── Extracted information
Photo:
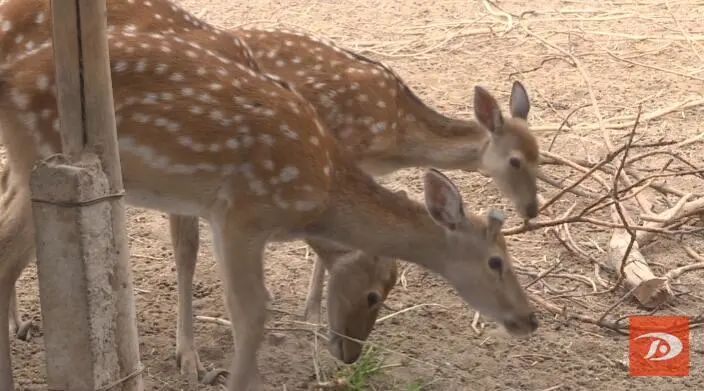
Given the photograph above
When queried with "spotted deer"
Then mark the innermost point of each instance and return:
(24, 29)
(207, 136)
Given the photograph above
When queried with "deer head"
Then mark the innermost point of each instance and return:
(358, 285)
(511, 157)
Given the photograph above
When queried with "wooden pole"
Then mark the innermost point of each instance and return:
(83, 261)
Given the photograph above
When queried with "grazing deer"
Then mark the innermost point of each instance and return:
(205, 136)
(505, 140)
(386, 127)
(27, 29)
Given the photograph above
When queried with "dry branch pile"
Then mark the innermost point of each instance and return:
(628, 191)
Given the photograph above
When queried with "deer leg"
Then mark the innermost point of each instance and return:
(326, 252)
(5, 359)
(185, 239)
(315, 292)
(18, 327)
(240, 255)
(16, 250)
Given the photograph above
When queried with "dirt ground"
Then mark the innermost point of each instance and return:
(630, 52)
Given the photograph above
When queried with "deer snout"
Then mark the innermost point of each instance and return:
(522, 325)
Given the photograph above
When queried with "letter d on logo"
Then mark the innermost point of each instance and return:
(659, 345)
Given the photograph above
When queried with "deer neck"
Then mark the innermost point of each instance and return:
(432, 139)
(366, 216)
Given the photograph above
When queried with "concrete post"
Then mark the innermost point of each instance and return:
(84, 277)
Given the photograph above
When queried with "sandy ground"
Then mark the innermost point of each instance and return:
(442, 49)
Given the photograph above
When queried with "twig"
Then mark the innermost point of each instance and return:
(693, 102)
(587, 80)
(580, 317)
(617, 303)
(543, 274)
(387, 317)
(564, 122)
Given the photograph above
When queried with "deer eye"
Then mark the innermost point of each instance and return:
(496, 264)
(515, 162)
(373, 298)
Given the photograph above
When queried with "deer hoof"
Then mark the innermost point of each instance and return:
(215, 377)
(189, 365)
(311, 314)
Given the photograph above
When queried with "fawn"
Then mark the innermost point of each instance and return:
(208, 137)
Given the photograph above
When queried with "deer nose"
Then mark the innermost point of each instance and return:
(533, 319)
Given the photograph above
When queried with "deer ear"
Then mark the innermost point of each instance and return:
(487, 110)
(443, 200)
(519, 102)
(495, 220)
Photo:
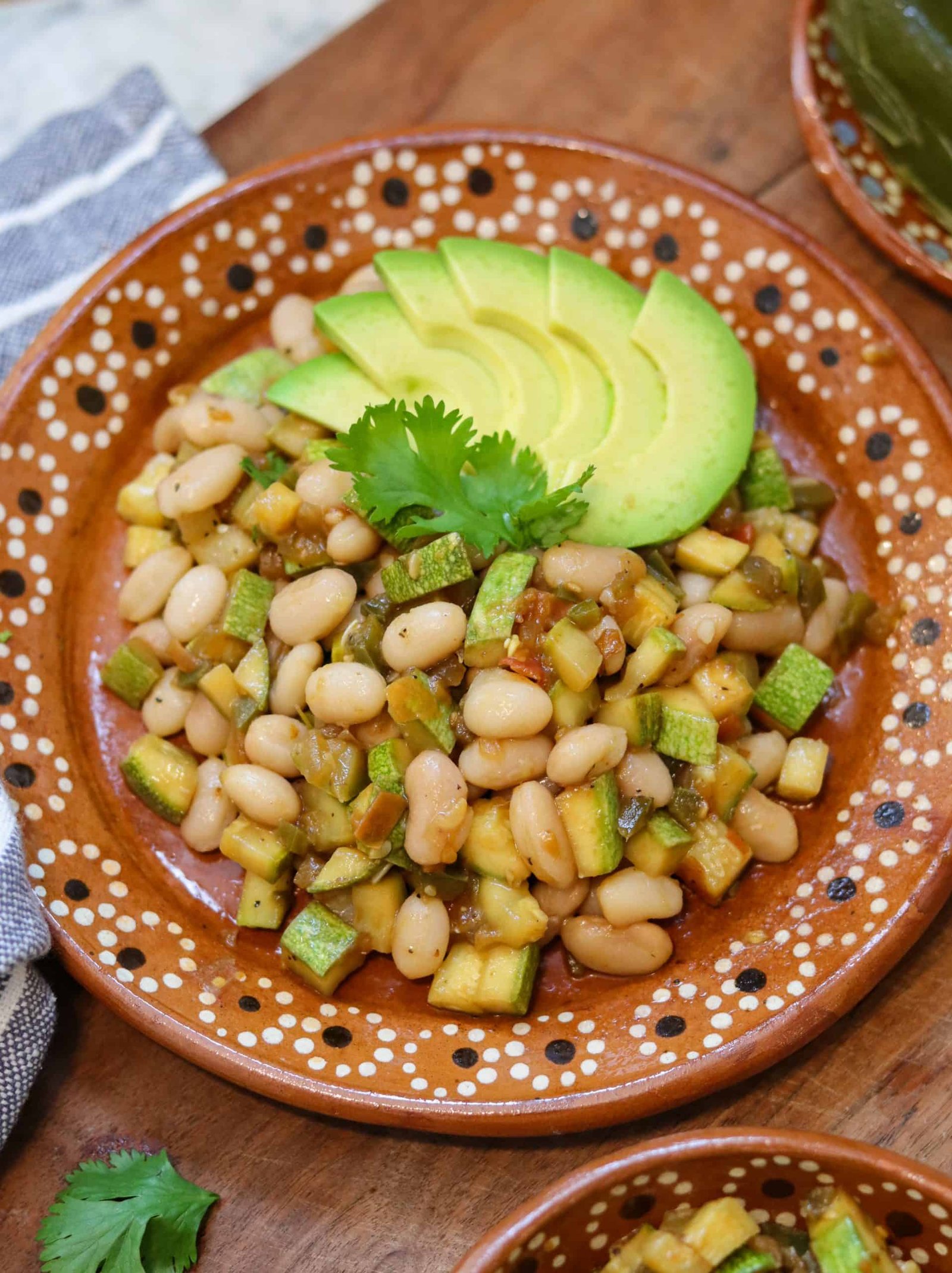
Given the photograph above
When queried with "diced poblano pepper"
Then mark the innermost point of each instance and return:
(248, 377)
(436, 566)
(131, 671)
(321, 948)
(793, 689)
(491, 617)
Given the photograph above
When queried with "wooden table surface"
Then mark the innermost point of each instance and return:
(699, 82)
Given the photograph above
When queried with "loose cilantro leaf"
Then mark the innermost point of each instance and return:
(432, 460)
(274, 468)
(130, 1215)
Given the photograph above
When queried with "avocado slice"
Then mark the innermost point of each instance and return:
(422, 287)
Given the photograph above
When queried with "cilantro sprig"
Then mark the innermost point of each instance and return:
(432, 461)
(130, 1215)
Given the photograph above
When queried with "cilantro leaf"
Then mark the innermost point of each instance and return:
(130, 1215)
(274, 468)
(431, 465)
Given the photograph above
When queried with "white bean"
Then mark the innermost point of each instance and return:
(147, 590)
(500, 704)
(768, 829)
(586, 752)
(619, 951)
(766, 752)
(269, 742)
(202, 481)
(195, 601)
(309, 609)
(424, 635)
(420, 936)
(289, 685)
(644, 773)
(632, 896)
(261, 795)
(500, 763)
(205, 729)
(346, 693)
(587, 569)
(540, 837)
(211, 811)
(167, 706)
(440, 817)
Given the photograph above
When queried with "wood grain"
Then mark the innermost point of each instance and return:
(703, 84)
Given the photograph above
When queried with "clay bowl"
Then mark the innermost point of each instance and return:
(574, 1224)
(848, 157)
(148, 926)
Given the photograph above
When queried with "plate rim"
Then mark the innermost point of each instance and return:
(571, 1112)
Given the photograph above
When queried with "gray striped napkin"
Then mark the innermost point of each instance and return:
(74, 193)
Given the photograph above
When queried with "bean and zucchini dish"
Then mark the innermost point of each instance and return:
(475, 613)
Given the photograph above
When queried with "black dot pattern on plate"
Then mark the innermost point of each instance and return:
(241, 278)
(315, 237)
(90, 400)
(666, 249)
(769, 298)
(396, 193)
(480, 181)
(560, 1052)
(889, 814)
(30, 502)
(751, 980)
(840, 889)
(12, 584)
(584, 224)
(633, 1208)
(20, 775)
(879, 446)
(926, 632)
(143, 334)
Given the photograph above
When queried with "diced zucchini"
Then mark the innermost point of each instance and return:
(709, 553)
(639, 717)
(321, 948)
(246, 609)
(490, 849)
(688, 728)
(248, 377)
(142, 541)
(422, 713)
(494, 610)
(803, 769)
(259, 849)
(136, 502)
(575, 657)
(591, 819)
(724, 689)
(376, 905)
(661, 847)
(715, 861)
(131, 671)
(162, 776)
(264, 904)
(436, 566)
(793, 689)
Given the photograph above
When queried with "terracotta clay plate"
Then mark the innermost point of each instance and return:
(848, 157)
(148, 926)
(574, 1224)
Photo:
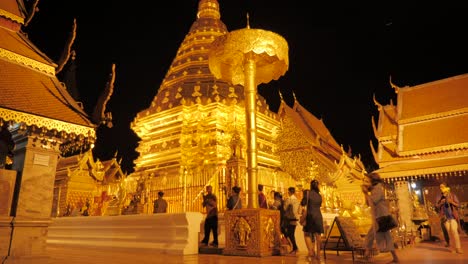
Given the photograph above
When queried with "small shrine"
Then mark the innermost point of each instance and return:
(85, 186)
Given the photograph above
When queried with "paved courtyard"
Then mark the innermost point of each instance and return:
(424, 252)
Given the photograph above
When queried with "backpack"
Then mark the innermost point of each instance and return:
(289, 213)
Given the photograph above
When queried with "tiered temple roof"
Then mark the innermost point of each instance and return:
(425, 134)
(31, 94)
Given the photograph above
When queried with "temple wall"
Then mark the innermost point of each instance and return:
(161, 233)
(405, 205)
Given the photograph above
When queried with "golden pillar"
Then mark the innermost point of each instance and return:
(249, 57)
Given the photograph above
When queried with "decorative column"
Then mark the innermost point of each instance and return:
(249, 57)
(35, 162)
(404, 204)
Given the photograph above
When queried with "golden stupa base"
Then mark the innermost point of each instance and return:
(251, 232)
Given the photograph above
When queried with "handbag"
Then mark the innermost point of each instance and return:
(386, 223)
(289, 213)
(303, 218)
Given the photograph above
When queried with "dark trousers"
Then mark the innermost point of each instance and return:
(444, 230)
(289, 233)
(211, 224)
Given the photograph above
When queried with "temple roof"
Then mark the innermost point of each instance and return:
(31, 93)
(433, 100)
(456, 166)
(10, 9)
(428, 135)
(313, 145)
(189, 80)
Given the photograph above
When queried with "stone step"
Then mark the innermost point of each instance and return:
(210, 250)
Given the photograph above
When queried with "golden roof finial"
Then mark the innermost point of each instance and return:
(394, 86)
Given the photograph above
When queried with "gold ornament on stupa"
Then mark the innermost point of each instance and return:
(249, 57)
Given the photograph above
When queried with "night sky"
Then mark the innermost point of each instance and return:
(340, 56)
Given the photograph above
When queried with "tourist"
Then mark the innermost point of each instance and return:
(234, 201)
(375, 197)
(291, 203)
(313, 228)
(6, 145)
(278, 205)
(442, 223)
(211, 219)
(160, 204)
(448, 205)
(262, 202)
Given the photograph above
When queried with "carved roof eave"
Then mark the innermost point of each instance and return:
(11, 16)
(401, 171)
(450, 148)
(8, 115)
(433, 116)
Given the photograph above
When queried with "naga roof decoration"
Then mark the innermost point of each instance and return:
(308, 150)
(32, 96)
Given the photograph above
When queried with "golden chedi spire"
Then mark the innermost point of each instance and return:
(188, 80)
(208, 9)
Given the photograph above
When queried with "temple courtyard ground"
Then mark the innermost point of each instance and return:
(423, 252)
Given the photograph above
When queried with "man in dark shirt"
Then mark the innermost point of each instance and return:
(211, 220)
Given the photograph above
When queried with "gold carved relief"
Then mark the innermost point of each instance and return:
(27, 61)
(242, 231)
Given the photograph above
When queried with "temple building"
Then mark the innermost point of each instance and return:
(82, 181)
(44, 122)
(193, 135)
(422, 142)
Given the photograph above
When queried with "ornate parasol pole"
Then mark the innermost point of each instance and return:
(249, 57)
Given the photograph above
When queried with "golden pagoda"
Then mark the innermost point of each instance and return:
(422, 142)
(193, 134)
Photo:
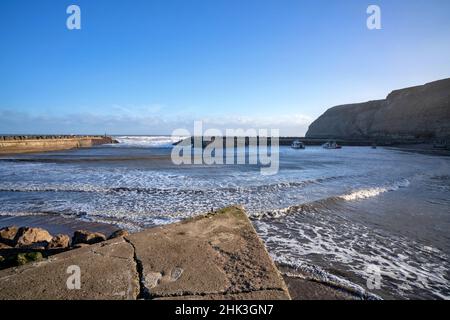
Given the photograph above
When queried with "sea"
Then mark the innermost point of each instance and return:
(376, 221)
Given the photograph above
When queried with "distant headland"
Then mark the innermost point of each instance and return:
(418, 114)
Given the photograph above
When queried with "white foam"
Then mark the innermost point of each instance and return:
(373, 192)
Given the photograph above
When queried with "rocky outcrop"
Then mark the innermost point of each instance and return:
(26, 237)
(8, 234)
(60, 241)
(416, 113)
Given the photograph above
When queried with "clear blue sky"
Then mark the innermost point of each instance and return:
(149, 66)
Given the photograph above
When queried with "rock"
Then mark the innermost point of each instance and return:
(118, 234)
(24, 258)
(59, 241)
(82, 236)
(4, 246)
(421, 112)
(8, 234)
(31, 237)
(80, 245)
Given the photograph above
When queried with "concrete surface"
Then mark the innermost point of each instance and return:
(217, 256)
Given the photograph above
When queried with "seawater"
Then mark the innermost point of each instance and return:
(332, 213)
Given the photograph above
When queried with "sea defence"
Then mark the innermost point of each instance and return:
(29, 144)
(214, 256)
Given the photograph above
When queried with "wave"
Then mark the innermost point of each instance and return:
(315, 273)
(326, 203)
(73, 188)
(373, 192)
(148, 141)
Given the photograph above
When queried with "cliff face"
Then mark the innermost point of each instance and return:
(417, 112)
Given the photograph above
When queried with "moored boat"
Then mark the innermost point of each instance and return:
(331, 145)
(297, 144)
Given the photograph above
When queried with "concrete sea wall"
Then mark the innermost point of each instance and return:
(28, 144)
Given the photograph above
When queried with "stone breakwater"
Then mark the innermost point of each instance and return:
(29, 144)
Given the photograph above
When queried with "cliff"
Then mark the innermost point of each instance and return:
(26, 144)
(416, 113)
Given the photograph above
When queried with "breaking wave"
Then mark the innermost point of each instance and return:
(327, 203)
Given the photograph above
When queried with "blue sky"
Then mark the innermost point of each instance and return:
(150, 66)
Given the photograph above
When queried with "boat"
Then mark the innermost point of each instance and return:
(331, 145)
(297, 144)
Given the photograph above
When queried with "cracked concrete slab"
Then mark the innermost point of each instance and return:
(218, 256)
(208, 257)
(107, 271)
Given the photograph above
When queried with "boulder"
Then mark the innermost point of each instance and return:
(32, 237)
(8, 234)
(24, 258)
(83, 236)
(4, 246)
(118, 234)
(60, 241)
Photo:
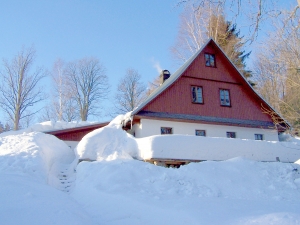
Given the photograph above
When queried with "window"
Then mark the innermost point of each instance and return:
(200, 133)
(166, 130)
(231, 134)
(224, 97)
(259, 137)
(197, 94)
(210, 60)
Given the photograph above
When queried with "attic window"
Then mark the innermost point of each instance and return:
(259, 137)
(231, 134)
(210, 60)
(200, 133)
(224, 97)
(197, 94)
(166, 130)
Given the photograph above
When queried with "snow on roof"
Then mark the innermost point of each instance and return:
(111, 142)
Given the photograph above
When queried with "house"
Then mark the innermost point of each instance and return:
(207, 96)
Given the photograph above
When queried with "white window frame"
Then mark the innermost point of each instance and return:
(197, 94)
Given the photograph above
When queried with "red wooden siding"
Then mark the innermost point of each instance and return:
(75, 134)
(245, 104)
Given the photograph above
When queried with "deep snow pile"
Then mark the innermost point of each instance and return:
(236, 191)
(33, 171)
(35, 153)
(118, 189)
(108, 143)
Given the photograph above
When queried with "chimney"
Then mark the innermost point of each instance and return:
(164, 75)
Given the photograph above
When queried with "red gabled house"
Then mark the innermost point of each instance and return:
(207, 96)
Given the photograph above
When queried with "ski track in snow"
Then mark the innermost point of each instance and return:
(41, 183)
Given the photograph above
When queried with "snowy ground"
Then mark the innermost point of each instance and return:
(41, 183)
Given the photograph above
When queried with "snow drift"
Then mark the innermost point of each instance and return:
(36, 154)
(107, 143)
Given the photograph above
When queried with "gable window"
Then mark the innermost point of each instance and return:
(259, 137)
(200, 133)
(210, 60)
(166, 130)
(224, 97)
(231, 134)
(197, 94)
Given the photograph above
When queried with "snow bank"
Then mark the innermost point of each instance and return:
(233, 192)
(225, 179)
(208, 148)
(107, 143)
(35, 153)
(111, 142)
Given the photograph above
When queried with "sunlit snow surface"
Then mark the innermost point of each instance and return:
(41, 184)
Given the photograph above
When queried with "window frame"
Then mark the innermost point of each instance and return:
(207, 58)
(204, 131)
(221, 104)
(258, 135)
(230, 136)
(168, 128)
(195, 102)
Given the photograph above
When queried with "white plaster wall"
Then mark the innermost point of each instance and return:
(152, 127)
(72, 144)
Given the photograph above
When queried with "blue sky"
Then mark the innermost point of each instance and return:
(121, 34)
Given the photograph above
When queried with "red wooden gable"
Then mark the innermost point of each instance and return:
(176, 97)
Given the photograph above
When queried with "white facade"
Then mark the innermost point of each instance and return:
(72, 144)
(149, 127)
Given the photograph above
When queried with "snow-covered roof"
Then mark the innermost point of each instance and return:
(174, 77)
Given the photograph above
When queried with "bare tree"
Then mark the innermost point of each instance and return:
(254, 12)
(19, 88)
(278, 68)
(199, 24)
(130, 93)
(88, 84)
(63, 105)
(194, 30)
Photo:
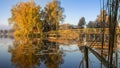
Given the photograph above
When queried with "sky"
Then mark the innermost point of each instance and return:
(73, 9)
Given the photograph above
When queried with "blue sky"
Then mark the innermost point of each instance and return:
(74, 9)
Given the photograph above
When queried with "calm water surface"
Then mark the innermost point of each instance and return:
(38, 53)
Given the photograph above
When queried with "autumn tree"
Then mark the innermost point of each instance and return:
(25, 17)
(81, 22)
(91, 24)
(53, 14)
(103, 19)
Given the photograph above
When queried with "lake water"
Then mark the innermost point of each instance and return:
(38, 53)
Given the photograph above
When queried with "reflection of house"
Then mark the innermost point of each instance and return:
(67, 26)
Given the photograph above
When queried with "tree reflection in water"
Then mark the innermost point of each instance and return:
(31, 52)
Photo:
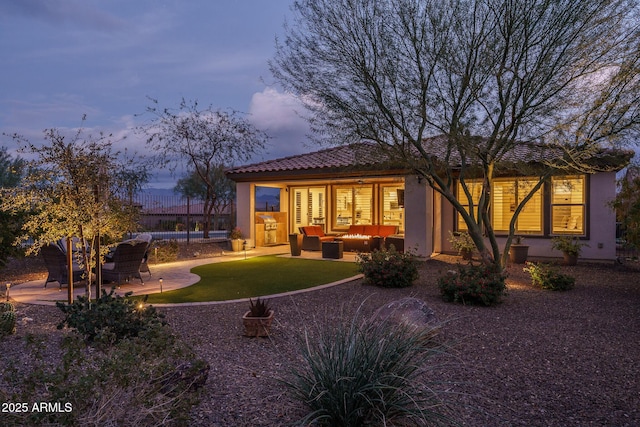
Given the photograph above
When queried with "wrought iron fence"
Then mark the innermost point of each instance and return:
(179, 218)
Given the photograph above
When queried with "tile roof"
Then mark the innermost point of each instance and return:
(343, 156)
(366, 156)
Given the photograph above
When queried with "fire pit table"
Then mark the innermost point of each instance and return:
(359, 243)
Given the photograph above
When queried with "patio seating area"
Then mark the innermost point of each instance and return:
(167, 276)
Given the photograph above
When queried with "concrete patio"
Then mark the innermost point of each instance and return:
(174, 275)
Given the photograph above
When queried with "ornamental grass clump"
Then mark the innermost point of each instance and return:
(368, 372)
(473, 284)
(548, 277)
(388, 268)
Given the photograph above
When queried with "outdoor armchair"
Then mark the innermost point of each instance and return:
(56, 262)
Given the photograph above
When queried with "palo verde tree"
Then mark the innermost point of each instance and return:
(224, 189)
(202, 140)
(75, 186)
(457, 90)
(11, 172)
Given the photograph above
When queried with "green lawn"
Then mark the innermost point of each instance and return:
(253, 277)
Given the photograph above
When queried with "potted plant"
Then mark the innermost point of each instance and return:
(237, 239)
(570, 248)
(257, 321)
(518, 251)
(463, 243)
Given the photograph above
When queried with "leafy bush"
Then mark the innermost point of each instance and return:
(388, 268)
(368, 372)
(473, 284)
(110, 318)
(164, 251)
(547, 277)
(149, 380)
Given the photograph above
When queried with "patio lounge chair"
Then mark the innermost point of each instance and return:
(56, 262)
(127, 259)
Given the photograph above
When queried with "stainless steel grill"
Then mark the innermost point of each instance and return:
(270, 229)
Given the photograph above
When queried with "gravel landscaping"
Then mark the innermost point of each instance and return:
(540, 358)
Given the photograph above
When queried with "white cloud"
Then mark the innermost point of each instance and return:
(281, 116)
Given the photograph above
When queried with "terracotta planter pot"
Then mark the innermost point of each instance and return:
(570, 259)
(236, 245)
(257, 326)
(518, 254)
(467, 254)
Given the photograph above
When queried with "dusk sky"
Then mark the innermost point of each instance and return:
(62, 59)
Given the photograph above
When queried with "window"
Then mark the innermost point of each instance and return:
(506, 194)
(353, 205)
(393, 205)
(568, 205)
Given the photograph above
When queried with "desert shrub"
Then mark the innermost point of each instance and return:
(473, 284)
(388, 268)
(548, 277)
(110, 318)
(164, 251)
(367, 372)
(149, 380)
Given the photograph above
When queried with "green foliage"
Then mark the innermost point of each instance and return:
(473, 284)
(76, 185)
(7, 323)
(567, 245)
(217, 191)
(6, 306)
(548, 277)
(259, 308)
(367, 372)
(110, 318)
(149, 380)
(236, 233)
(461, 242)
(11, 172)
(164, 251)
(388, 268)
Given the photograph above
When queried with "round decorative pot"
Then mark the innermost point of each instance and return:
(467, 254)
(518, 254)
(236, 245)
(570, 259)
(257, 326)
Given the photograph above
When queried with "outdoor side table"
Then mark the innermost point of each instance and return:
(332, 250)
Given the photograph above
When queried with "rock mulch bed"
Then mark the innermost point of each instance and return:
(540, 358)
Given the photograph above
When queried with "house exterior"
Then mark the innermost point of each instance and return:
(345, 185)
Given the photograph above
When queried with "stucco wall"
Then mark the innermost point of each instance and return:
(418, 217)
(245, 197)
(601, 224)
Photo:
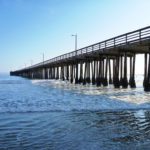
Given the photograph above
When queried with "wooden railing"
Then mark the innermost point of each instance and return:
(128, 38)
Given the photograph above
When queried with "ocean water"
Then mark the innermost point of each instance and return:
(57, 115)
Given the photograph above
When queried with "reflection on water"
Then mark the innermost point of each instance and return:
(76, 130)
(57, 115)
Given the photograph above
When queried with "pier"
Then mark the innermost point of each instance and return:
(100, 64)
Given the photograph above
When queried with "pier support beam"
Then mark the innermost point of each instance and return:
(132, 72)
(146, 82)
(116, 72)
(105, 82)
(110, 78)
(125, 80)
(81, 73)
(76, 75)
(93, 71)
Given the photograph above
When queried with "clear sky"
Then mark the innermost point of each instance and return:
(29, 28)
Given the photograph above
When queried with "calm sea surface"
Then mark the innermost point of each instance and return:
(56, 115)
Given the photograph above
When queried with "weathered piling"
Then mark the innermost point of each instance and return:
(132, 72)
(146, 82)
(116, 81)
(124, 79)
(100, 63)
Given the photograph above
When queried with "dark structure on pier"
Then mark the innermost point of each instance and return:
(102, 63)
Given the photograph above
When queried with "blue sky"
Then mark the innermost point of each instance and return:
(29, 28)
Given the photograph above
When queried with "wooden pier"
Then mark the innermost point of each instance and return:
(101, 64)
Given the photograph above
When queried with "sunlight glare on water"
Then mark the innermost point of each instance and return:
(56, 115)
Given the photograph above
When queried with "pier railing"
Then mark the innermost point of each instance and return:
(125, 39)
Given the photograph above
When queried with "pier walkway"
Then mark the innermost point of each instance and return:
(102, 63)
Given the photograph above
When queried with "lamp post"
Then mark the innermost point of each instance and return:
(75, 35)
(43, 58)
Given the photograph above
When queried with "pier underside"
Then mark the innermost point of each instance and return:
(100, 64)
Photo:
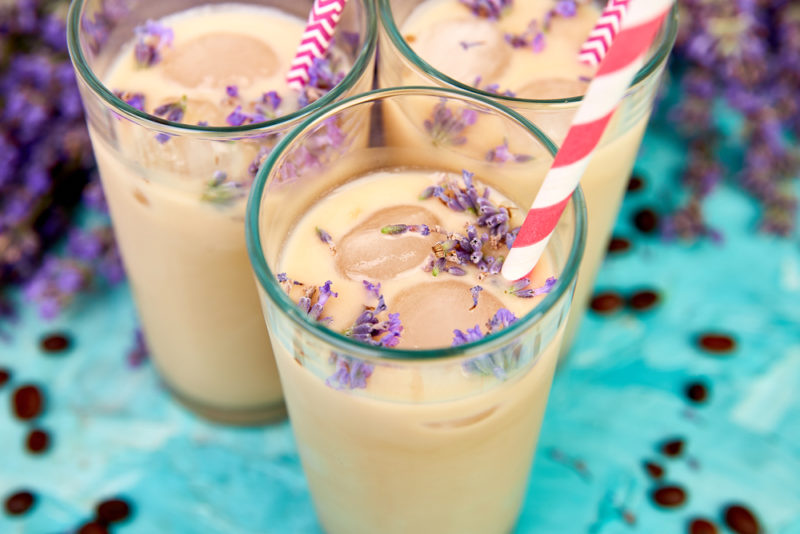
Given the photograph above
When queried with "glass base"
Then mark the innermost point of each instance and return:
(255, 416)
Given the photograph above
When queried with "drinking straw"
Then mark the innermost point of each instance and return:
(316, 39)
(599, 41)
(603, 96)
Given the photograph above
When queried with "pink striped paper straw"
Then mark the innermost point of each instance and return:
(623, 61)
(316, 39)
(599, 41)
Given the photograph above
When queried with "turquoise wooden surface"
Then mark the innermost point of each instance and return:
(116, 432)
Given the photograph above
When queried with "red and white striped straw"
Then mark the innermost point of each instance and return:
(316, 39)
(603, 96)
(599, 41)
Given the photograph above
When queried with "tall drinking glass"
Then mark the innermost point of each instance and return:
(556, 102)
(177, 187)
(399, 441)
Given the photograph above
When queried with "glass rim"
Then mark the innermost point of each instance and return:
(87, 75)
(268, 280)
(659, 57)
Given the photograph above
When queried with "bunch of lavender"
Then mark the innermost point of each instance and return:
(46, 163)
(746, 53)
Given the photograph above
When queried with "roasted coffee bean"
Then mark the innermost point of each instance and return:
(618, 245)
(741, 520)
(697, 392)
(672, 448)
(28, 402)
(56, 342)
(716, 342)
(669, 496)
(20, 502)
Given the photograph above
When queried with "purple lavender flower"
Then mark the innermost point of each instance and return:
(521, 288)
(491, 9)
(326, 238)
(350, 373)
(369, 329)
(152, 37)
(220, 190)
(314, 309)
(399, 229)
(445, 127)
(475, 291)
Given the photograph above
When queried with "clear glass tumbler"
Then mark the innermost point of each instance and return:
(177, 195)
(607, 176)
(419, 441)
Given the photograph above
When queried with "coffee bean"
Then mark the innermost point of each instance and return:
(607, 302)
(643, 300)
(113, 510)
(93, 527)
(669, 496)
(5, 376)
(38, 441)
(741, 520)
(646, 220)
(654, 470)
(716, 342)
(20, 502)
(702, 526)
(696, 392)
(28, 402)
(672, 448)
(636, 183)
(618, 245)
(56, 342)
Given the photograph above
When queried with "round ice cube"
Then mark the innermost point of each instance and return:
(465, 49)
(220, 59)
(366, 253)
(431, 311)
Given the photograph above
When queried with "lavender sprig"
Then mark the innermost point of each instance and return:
────
--- To do ---
Please gather each line in the records above that contains the word "carved", and copy those lines out in full.

--- Solution to this task ---
When queried with "carved roof eave"
When queried with "gold carved relief"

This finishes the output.